## Begin Excerpted data

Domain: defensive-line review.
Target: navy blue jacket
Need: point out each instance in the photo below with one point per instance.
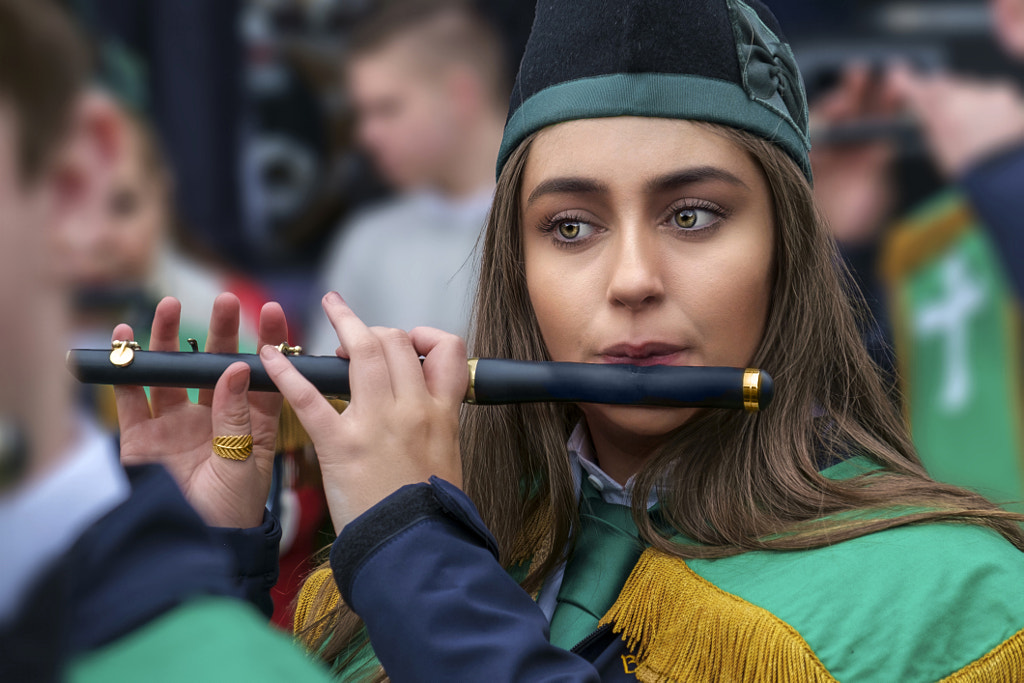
(422, 571)
(995, 188)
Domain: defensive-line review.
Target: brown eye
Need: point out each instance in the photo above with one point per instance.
(686, 218)
(568, 230)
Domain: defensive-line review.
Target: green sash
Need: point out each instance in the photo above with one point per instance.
(958, 344)
(606, 551)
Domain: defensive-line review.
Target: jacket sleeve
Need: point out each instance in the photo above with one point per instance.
(421, 569)
(996, 193)
(256, 562)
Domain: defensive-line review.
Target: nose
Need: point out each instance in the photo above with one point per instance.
(636, 278)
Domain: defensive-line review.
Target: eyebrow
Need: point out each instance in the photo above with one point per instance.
(566, 185)
(579, 185)
(693, 175)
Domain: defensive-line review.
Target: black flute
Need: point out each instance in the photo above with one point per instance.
(492, 380)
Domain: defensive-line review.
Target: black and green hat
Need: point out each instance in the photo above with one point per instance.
(718, 60)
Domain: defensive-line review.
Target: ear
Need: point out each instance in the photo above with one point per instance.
(82, 176)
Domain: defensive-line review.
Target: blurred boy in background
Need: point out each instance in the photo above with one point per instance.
(427, 81)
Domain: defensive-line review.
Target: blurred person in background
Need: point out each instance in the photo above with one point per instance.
(952, 269)
(122, 265)
(429, 86)
(108, 573)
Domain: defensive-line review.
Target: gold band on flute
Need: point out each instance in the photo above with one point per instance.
(752, 390)
(471, 391)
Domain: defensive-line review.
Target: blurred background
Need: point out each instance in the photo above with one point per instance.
(247, 101)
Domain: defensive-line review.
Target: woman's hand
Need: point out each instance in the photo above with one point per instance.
(401, 425)
(171, 430)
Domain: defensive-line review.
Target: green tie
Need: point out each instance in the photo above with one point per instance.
(606, 550)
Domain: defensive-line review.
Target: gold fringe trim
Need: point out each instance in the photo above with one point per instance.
(683, 628)
(291, 434)
(1006, 663)
(310, 608)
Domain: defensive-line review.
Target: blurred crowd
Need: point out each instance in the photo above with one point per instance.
(280, 148)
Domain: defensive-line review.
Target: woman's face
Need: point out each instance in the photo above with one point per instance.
(647, 242)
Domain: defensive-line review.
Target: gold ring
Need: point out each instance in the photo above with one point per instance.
(233, 447)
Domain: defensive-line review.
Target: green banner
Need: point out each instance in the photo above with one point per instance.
(958, 344)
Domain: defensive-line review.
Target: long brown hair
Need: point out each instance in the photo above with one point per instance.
(732, 481)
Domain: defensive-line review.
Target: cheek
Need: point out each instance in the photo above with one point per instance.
(559, 306)
(735, 308)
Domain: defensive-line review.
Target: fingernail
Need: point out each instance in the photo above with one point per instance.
(239, 384)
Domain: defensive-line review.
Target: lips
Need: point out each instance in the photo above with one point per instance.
(645, 353)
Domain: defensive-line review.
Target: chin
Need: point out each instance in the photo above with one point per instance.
(643, 421)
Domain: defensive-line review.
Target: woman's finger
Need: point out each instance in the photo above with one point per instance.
(265, 406)
(369, 379)
(223, 333)
(132, 403)
(242, 503)
(164, 337)
(404, 369)
(313, 411)
(444, 368)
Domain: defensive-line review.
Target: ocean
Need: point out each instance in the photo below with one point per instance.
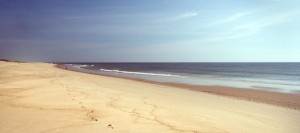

## End Excerpted data

- **Given request**
Return each line of the records above that contains the string "blurred", copying every such line in full. Treat uppercase and lowercase letters as distinct when matching.

- **Task response**
Target: blurred boy in background
Target: blurred person in background
Target: blurred background
Target: blurred crowd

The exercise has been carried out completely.